_ЗАДАНИЕ A_
Выведите без изменений строки записей, начиная со строки, содержащей «Place one keypoint per instance of the teal», и заканчивая последней строкой записей; обе границы включаются.

3) 2.2 Может ли компьютер мыслить?
Выше говорилось о наличии второй линии в обсуждении вопроса: может ли машина быть субъектом интеллектуальной деятельности? Аргументы, которые мы считаем возможным отнести к этому направлению, весьма разнообразны, однако общая их черта состоит в том, что все они так или иначе фиксируют внимание на характеристиках, которыми обладает мыслящий человек и не обладает компьютерная система, но которые предполагаются необходимыми для субъекта подлинного мышления, подлинно интеллектуальной деятельности. В качестве таких характеристик иногда указываются наличие интуиции, познавательных интересов, чувств, желаний, стремлений, обусловливающих творческие способности человека.
Широкую известность приобрел мысленный эксперимент Дж.Серла, основой которого послужил критерий интенциональности (или интеллектуальности), сформулированный следующим образом: чтобы проверить некоторую теорию интеллекта, человеку достаточно спросить себя о том, что было бы, если бы его собственный интеллект работал в соответствии с теми принципами, которые, согласно проверяемой теории, являются общими для любого интеллекта. Непосредственное предназначение мысленного эксперимента Серла – послужить контраргументом для истолкования способности понимания как присущей некоторому агенту во всех тех случаях, когда от него можно получить ответы на вопросы, связанные с переданной ему (или введенной в него) информацией, хотя эти ответы не были представлены эксплицитно в формах организации передаваемой информации. Именно такая трактовка понимания позволила считать демонстрирующей подлинное понимание систему, разработанную Шенком. Эта система способна «выдавать» ответы о содержании рассказа, с которым ее предварительно «ознакомили», причем ответы таковы, что может создаться впечатление, будто их дает человек, прочитавший или услышавший данный рассказ. Серл готов признать в этом случае за машиной способность симулировать человеческое понимание. Те же, с кем он вступает в спор, полагают, что машина в этом случае в буквальном смысле слова понимает рассказ и, более того, объясняет человеческую способность понимать рассказы
и отвечать на вопросы о них. Аргумент Серла в этом споре – мысленный эксперимент, показывающий, что можно отвечать на вопросы о содержании рассказа, не понимая его. Эксперимент состоит в следующем.

_ЗАДАНИЕ B_
Согласно фрагменту для чтения, какой критерий послужил основой мысленного эксперимента Серла?

_ЗАПИСИ_
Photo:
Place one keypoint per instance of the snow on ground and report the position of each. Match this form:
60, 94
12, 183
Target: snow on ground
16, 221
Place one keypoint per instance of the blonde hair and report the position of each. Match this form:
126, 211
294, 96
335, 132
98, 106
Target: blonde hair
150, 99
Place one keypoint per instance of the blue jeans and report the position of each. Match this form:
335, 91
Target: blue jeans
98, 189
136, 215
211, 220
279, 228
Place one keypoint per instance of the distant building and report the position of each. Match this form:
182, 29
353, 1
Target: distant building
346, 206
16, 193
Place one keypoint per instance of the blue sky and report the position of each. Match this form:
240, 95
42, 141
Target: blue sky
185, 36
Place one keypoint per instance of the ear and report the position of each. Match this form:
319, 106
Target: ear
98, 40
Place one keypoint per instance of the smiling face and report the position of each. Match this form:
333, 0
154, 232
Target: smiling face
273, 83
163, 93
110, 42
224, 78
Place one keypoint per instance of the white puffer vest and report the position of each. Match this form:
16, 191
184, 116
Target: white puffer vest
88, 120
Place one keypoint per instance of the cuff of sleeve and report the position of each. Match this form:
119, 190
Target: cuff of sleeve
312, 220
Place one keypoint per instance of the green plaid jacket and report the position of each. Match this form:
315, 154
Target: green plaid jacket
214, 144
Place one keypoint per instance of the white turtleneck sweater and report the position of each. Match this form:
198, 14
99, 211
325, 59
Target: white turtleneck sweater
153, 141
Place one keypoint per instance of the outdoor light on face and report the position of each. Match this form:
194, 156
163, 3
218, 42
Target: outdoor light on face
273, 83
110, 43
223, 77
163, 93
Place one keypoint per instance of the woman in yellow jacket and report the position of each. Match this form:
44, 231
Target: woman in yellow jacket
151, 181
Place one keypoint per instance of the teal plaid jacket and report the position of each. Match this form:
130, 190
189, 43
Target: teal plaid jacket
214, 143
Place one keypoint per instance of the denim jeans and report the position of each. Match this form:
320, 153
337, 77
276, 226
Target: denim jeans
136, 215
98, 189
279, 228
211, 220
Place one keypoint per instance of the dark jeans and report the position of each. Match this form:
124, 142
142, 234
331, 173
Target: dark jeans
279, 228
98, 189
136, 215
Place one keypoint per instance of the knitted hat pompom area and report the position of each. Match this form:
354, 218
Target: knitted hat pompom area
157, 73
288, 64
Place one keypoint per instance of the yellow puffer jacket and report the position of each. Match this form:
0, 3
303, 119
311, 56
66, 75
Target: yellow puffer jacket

_ОЖИДАЕМЫЙ ОТВЕТ A_
Place one keypoint per instance of the teal plaid jacket and report the position of each. Match this form:
130, 190
189, 43
Target: teal plaid jacket
214, 143
Place one keypoint per instance of the denim jeans and report the position of each. Match this form:
320, 153
337, 77
276, 226
Target: denim jeans
136, 215
98, 189
279, 228
211, 220
Place one keypoint per instance of the dark jeans and report the position of each. Match this form:
124, 142
142, 234
331, 173
Target: dark jeans
279, 228
98, 189
136, 215
Place one keypoint per instance of the knitted hat pompom area and report the position of each. Match this form:
354, 218
Target: knitted hat pompom area
157, 73
288, 64
Place one keypoint per instance of the yellow puffer jacket and report the position of each. Match this form:
0, 3
303, 119
311, 56
66, 75
Target: yellow puffer jacket

_ОЖИДАЕМЫЙ ОТВЕТ B_
Критерий интенциональности (или интеллектуальности).